[START Text section]

In [1]:
import pandas as pd
from pandas.api.types import CategoricalDtype
import numpy as np
from geopy.geocoders import Nominatim
from geopy.distance import geodesic
from geopy.extra.rate_limiter import RateLimiter
from tqdm import tqdm
import json
import statistics
import re
from sklearn.impute import KNNImputer

## December 2023

In [2]:
dic2023_reviews = pd.read_csv("data/2023dic/reviews.csv")
dic2023_calendar = pd.read_csv("data/2023dic/calendar.csv", dtype={"listing_id": str,
                                                   "date": str,
                                                   "available": str,
                                                   "price": str,
                                                   "adjusted_price": str,
                                                   "minimum_nights": str,
                                                   "maximum_nights": str})
dic2023_listings = pd.read_csv("data/2023dic/listings.csv")
dic2023_neighbourhoods = pd.read_csv("data/2023dic/neighbourhoods.csv")
# dic2023_geo_neighbourhoods  # GeoJson
dic2023_d_listings = pd.read_csv("data/2023dic/d_listings.csv")
dic2023_d_reviews = pd.read_csv("data/2023dic/d_reviews.csv")

[END Text section]
[START Stored data]

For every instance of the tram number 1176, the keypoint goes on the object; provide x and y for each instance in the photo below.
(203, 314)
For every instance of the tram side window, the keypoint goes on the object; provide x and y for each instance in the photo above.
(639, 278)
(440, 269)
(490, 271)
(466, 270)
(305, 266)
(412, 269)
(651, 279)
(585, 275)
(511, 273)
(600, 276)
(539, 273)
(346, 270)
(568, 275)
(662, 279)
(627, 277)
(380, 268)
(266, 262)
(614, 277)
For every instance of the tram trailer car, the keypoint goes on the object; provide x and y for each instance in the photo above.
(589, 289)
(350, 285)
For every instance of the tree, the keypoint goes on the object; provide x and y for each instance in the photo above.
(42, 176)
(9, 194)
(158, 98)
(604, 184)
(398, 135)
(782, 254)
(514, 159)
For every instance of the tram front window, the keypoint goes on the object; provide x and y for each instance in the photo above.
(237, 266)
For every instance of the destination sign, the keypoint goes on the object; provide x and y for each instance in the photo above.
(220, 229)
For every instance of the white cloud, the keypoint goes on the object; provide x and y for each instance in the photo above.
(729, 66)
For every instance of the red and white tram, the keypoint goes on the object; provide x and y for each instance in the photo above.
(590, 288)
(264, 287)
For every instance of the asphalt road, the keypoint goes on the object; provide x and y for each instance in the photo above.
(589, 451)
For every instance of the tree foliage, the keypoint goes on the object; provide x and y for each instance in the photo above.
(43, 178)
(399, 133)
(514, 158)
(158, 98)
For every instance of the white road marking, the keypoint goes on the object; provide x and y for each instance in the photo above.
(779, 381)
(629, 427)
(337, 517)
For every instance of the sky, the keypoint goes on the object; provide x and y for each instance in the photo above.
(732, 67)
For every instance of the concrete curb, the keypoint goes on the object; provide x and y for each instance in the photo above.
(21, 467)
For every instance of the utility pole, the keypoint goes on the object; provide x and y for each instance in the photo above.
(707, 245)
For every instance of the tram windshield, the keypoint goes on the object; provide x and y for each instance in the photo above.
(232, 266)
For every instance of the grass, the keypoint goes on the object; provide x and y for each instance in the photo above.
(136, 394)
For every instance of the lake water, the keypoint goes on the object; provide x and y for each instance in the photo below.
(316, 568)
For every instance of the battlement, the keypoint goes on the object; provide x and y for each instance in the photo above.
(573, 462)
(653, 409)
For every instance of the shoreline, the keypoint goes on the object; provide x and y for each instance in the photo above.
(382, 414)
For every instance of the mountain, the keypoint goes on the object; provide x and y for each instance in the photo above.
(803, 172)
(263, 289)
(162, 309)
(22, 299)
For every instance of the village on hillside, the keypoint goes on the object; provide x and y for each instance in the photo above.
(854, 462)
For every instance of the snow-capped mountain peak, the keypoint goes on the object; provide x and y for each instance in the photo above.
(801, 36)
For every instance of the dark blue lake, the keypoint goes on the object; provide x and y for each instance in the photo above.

[END Stored data]

= What you need to do =
Continue the pandas notebook that loads the December 2023 data files, starting after its last line.

= Response to the task =
## Listings

In [3]:
dic2023_d_listings = dic2023_d_listings[['id', 'name', 'neighborhood_overview', 'host_id', 'host_since', 'host_location', 'host_about',
                   'host_response_time', 'host_response_rate', 'host_acceptance_rate', 'host_is_superhost',
                   'host_listings_count', 'host_total_listings_count', 'host_verifications',
                   'host_has_profile_pic', 'host_identity_verified', 'neighbourhood_cleansed',
                   'latitude', 'longitude', 'property_type', 'room_type',
                   'accommodates', 'bathrooms_text', 'beds', 'price',
                   'minimum_nights_avg_ntm', 'maximum_nights_avg_ntm', 'has_availability', 'availability_30',
                   'availability_60', 'availability_90', 'availability_365', 'number_of_reviews', 'first_review',
                   'last_review', 'review_scores_rating', 'review_scores_accuracy', 'review_scores_cleanliness',
                   'review_scores_checkin', 'review_scores_communication', 'review_scores_location',
                   'review_scores_value', 'calculated_host_listings_count',
                   'calculated_host_listings_count_entire_homes', 'calculated_host_listings_count_private_rooms',
                   'calculated_host_listings_count_shared_rooms', 'reviews_per_month']]


In [4]:
dic2023_d_listings.neighborhood_overview = dic2023_d_listings.neighborhood_overview.fillna("")
dic2023_d_listings.host_about = dic2023_d_listings.host_about.fillna("")

We can consider the distance between the Host house and the actual property

In [5]:
#location_geo = {}
#for l in tqdm(dic2023_d_listings.host_location.unique().tolist()):
#    geolocator = Nominatim(user_agent="Host to listing distance")
#    geocode = RateLimiter(geolocator.geocode, min_delay_seconds=1.1)
#    host_location = geolocator.geocode(l)
#    location_geo[l] = (host_location.latitude, host_location.longitude)
#    
#with open("data/2023dic/hosts_locations.json", 'w') as f:
#    json.dump(location_geo, f)
#

### Host and listing location

In [6]:
with open("data/2023dic/hosts_locations.json", 'r') as f:
    location_geo = json.load(f)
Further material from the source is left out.